__Your assignment__.
Copy out every record that follows, word for word.
[Records for the task Boundary: Start]
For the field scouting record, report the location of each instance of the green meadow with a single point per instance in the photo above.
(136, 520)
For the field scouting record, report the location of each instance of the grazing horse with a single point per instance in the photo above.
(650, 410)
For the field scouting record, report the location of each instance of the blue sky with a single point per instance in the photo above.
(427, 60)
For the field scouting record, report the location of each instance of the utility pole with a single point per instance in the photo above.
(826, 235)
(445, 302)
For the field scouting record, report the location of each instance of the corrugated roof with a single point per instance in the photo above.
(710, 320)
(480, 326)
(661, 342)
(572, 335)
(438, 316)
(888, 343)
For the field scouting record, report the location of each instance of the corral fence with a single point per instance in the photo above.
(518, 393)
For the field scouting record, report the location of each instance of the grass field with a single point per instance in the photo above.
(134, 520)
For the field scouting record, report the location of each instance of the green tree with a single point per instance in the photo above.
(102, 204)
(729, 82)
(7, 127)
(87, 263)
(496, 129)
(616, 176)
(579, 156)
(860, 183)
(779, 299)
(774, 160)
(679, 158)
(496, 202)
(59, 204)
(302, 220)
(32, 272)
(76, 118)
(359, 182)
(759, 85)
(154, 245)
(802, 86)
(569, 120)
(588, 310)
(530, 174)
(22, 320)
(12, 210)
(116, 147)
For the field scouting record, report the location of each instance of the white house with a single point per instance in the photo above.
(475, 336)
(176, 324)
[Records for the task Boundary: End]
__Written solution__.
For the field scouting record, report the location of each instance of the green meadow with a single point per instance in the photo above.
(136, 520)
For the field scouting record, report the location of each instance of the grazing horse with a single point per instance in the photo above.
(650, 410)
For the field scouting record, report the location of each instance of the blue sky with a single point per instance in the photo above.
(427, 60)
For the field scouting record, report the location of each instance of the utility pole with a single point per instance in the photo above.
(826, 235)
(445, 302)
For the field scouting record, report the location of each instance of the corrugated roof with a single point per instance in the photo above.
(710, 320)
(480, 326)
(661, 342)
(572, 335)
(438, 316)
(888, 343)
For the field scouting record, report the location of each instance of the corral fence with a single point per instance in the photo above.
(518, 393)
For the field scouting record, report the location of each instance of the grass field with a single point per instance in the photo above.
(134, 520)
For the field scouting record, report the location of each instance of the green tree with a single point per instance in the photo above.
(102, 204)
(729, 82)
(7, 127)
(87, 263)
(496, 129)
(616, 176)
(579, 156)
(860, 183)
(779, 299)
(774, 160)
(679, 158)
(496, 202)
(59, 204)
(302, 220)
(32, 272)
(76, 118)
(359, 182)
(759, 85)
(154, 245)
(802, 86)
(569, 120)
(588, 310)
(530, 174)
(22, 320)
(12, 210)
(116, 147)
For the field scouting record, report the location of each instance of the white house with a single point per instance in the photo above.
(475, 336)
(176, 324)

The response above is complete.